Given records:
begin
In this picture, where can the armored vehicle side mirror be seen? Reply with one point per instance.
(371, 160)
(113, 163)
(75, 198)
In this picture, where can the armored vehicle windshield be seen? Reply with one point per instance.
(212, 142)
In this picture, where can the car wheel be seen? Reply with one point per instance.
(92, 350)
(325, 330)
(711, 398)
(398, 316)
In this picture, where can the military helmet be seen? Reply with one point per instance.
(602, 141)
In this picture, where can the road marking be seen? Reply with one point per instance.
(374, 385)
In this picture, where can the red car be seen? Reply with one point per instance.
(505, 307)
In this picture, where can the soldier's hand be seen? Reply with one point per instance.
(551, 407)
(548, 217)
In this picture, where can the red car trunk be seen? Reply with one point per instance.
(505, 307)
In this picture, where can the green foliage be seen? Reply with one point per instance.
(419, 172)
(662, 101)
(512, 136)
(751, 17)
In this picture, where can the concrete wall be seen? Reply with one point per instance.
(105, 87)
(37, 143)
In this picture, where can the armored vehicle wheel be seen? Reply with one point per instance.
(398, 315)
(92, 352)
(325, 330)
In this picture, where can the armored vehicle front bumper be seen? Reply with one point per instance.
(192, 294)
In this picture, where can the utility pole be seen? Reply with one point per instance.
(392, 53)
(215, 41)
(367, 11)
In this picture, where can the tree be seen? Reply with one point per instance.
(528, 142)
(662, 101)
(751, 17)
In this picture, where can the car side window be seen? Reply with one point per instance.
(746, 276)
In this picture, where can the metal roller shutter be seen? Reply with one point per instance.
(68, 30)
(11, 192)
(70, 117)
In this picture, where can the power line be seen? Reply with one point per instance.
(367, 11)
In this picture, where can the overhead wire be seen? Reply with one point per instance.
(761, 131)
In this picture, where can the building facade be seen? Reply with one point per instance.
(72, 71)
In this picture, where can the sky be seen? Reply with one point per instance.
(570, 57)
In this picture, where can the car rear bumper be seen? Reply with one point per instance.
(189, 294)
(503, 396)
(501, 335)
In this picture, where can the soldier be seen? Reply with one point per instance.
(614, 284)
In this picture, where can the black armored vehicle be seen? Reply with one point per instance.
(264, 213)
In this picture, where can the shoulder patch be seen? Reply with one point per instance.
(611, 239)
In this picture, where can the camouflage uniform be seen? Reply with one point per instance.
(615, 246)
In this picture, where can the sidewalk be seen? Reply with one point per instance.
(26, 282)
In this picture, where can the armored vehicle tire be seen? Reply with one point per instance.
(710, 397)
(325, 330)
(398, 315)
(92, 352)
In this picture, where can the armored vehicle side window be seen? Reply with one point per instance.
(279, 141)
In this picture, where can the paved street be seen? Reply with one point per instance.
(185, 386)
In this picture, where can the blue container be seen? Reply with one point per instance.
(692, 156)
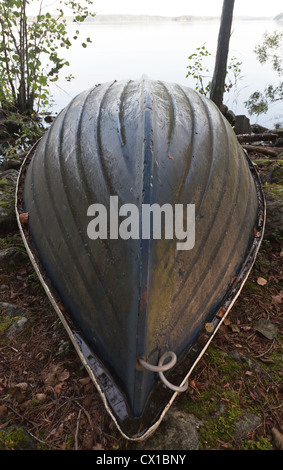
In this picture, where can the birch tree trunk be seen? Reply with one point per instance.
(218, 79)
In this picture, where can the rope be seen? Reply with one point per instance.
(163, 367)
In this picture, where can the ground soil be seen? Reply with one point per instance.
(45, 389)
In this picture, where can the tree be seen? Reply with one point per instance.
(25, 45)
(271, 50)
(218, 79)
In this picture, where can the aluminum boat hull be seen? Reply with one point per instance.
(146, 142)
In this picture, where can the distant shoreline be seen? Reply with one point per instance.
(118, 19)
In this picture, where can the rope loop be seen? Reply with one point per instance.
(163, 367)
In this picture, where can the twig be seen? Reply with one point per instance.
(77, 430)
(257, 148)
(265, 352)
(256, 137)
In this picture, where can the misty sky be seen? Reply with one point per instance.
(188, 7)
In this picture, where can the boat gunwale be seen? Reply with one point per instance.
(227, 304)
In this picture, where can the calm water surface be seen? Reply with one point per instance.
(161, 50)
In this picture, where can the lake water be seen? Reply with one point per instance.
(161, 50)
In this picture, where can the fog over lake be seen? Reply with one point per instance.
(160, 50)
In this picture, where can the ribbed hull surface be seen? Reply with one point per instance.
(146, 142)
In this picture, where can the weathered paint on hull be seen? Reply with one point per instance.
(146, 142)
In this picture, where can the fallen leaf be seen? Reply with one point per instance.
(261, 281)
(234, 328)
(58, 387)
(276, 299)
(24, 218)
(98, 447)
(209, 327)
(64, 375)
(266, 328)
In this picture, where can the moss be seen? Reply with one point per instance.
(14, 438)
(274, 189)
(219, 428)
(226, 367)
(261, 444)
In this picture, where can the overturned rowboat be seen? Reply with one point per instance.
(134, 298)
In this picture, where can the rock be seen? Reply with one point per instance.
(242, 124)
(277, 439)
(274, 213)
(274, 174)
(11, 257)
(4, 134)
(12, 310)
(16, 328)
(177, 431)
(13, 126)
(245, 425)
(257, 129)
(8, 180)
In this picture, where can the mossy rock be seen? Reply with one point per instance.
(8, 181)
(274, 210)
(16, 438)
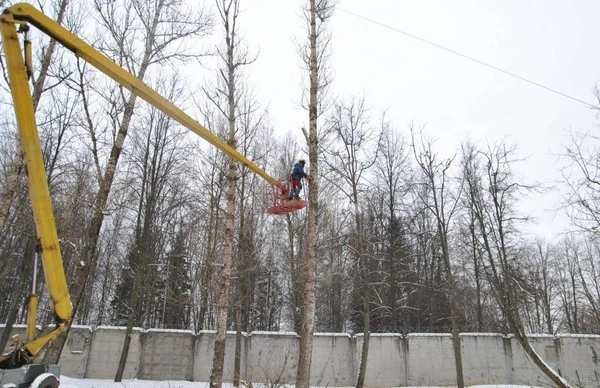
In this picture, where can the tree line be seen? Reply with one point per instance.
(159, 230)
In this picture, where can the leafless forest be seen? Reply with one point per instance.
(140, 203)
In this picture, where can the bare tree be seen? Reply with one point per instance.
(583, 198)
(349, 158)
(226, 97)
(314, 55)
(442, 203)
(493, 197)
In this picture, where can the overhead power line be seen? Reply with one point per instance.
(468, 57)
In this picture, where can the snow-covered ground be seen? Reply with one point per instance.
(68, 382)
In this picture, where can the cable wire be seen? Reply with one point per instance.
(467, 57)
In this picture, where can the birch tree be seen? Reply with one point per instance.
(350, 157)
(226, 97)
(494, 194)
(314, 55)
(440, 203)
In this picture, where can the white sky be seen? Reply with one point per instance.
(552, 42)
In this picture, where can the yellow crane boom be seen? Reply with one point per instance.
(21, 15)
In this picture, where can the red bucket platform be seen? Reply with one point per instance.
(281, 203)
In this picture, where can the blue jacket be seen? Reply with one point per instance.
(298, 171)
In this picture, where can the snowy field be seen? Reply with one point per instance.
(67, 382)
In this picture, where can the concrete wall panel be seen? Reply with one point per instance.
(580, 358)
(167, 355)
(272, 359)
(74, 357)
(386, 362)
(523, 369)
(430, 360)
(105, 352)
(203, 356)
(332, 360)
(485, 359)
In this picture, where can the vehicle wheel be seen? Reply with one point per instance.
(45, 380)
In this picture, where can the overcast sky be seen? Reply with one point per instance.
(555, 43)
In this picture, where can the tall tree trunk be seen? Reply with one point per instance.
(309, 278)
(89, 252)
(224, 299)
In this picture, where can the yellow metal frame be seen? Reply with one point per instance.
(21, 14)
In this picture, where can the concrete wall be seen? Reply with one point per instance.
(394, 360)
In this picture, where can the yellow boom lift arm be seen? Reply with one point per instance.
(20, 15)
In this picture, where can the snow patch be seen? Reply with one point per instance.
(333, 335)
(68, 382)
(178, 331)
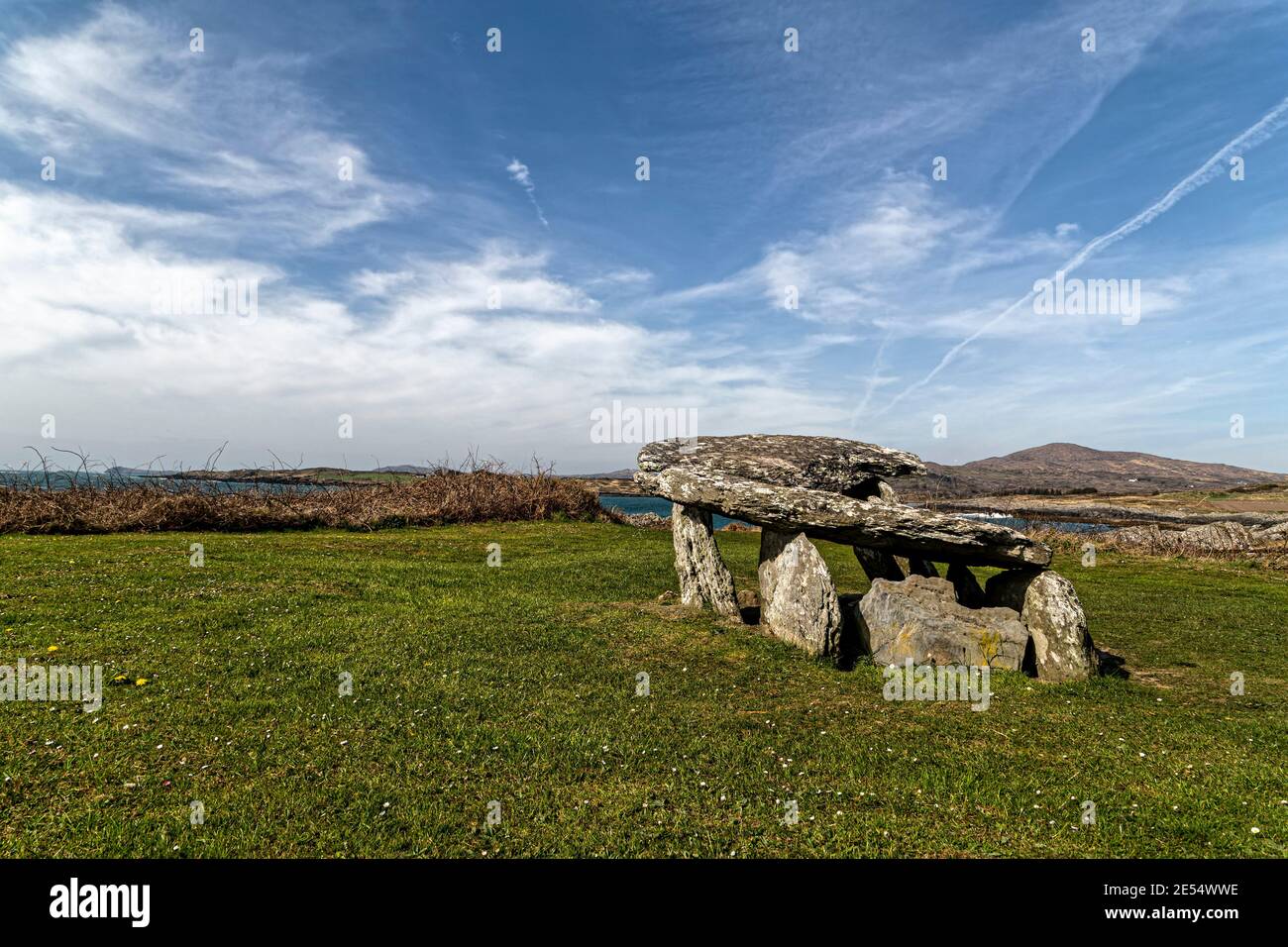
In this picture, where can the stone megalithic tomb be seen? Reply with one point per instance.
(803, 488)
end
Task requirements: Without the pictures, retype the whole of the material above exactly.

Correct answer:
In this picture, where can the armored vehicle side mirror be seen? Reply with one point per instance.
(371, 160)
(113, 163)
(75, 198)
In this picture, where can the armored vehicle windshield be seen? Reply with one point per instance.
(212, 142)
In this picture, where can the car wheel be seen? Reply with one point per instance.
(92, 350)
(325, 330)
(711, 398)
(398, 316)
In this picture, where can the military helmet be seen? Reply with one point per instance.
(602, 141)
In this picture, where can the road marking be seen? Reply with one point per instance.
(374, 385)
In this picture, where can the red car be seen? Reply with one point per instance.
(505, 307)
In this picture, where can the soldier's hand be seen? Reply with one point per instance.
(551, 407)
(548, 217)
In this picture, where can the red car trunk be seen? Reply with one point per instance.
(505, 307)
In this picture, where can the green foliage be seen? Reply with one point per instance.
(419, 172)
(662, 101)
(512, 136)
(751, 17)
In this picture, where can the concrete wall be seen? Reply with one point per instance.
(105, 87)
(37, 143)
In this picture, where can the armored vehicle wheel be seen? Reply with one point per instance.
(398, 315)
(92, 352)
(325, 330)
In this picture, where can the armored vehicle front bumper be seen? Reply with one point per instance.
(192, 294)
In this picture, where can the utility pole be seen? Reply with one point per instance.
(392, 53)
(215, 41)
(367, 11)
In this picture, where can the tree be seen? Reply with one point per instance.
(528, 142)
(662, 101)
(751, 17)
In this picture, where can the car side window be seen? Reply with one point per instance.
(746, 276)
In this picture, where can the metal roller shutter be seen? Reply with one point per instance.
(68, 30)
(11, 192)
(70, 117)
In this picture, where can the power line be seen? Reply with one point per instance.
(367, 11)
In this picture, where can the overhead wire be seen? Reply with one point per instance.
(761, 131)
In this picture, where can the building facade be seen? Reply with one point per instance.
(72, 71)
In this picture, where can the sky be seen? Reply with one point per instance.
(570, 57)
In this picture, where can the car rear bumper be seen? Reply with one point per instance.
(189, 294)
(503, 396)
(501, 335)
In this picture, where can the soldier be seen? Reply with one point per instance.
(614, 284)
In this picture, where can the black armored vehicle be seen? Reply with one point per instance.
(264, 213)
In this picture, where can the shoulder patch be seen? Reply with one point per instance.
(611, 239)
In this picture, where can the camouflage uniform be seen? Reply with one point per instance.
(615, 246)
In this picture, where can the sidewalk be seen? Reply with one point per instance.
(26, 282)
In this picture, where can the armored vehicle tire be seen? Reply with one point per instance.
(710, 397)
(325, 330)
(398, 315)
(92, 352)
In this picture, where can the armored vehicle side window be seen? Reply with one point per instance.
(279, 141)
In this picture, where can the paved street be seen? Reply with one point per instance.
(185, 386)
In this picture, where can the blue container be seen? Reply with one point per instance.
(692, 156)
In this picture, where can the birch tree trunk be seen? Reply with one point per instance.
(218, 79)
In this picture, where can the rope be seen? Reply with one point per instance.
(163, 367)
In this picture, where can the ground soil be seen? Reply with one point per instance.
(45, 389)
In this picture, where can the tree be seen? Reply with one point per instance.
(25, 45)
(271, 50)
(218, 79)
In this picture, where can the aluminum boat hull be seen? Reply with one point per instance.
(146, 142)
In this picture, where can the distant shoreline be seen? Reply with one point per instance.
(118, 19)
In this picture, where can the rope loop be seen? Reply with one point per instance.
(163, 367)
In this picture, where can the twig be seen? Reply with one point per instance.
(77, 430)
(257, 148)
(265, 352)
(256, 137)
In this picture, where can the misty sky be seen? Reply with one point per instance.
(188, 7)
In this picture, where can the boat gunwale be seen? Reply with one point per instance.
(227, 304)
In this picture, where can the calm water surface be seen? Reply with one point per instance.
(161, 50)
In this picture, where can the lake water be seen? Reply with one point per instance.
(161, 50)
In this picture, where can the fog over lake be seen? Reply with one point per instance.
(160, 50)
In this picture, where can the ribbed hull surface be seen? Reply with one point per instance.
(146, 142)
In this picture, where can the weathered paint on hull be seen? Reply with one point per instance.
(146, 142)
In this picture, where can the fallen leaf be seen? Reply with one point per instance.
(261, 281)
(234, 328)
(58, 387)
(276, 299)
(24, 218)
(98, 447)
(209, 327)
(64, 375)
(266, 328)
In this picture, where can the moss be seen? Reply with one point per instance.
(14, 438)
(274, 189)
(219, 428)
(226, 367)
(261, 444)
In this picture, where can the overturned rowboat be seen? Reply with one point per instance.
(134, 298)
In this picture, where can the rock be seen? Reply with one point per instance.
(242, 124)
(277, 439)
(274, 213)
(274, 174)
(11, 257)
(4, 134)
(12, 310)
(16, 328)
(177, 431)
(13, 126)
(245, 425)
(257, 129)
(8, 180)
In this picture, where can the mossy rock be seen? Reply with one point per instance.
(8, 181)
(274, 210)
(16, 438)
In this picture, where can the tree line be seen? Reply with one point per instance.
(159, 230)
In this picture, where can the leafless forest be seen? Reply with one point per instance.
(140, 203)
In this picture, where can the bare tree be seen? Reply with one point per instance.
(583, 198)
(349, 158)
(226, 97)
(314, 55)
(442, 203)
(493, 197)
In this picture, where can the overhead power line be seen? Reply with one point per instance.
(468, 57)
In this picture, where can the snow-covered ground be seen? Reply with one point per instance.
(68, 382)
In this picture, where can the cable wire be seen? Reply with one point per instance.
(467, 57)
In this picture, where can the birch tree be seen? Reply with one point per instance.
(350, 157)
(226, 97)
(494, 194)
(314, 55)
(440, 203)
In this picture, where can the white sky be seen? Reply with one point per instance.
(552, 42)
In this picture, where can the yellow crane boom be seen? Reply with one point per instance.
(21, 15)
In this picture, where can the red bucket platform be seen? Reply with one point per instance.
(281, 203)
In this picture, where can the blue jacket be seen? Reply with one point per instance.
(298, 171)
In this picture, where can the snowy field be seen? Reply with one point per instance.
(67, 382)
In this picture, where can the concrete wall panel be seen? Reply with one point per instance.
(580, 358)
(167, 355)
(272, 359)
(74, 357)
(386, 362)
(523, 369)
(430, 360)
(105, 352)
(203, 356)
(332, 360)
(485, 359)
In this picture, where can the vehicle wheel be seen? Reply with one point per instance.
(45, 380)
In this picture, where can the overcast sky be seen? Reply with one point per instance.
(555, 43)
In this picture, where can the tall tree trunk be seen? Reply with one point per instance.
(309, 278)
(89, 252)
(224, 299)
In this picture, where can the yellow metal frame be seen? Reply with one point per instance.
(21, 14)
In this picture, where can the concrete wall be seen? Reply with one point per instance.
(394, 360)
In this picture, where can the yellow boom lift arm be seen? Reply with one point per instance.
(20, 15)
In this picture, where can the snow patch be seen? Reply with one point per instance.
(333, 335)
(68, 382)
(178, 331)
In this picture, where can the stone megalithic tomb be seen? Reply with one point per instance.
(803, 488)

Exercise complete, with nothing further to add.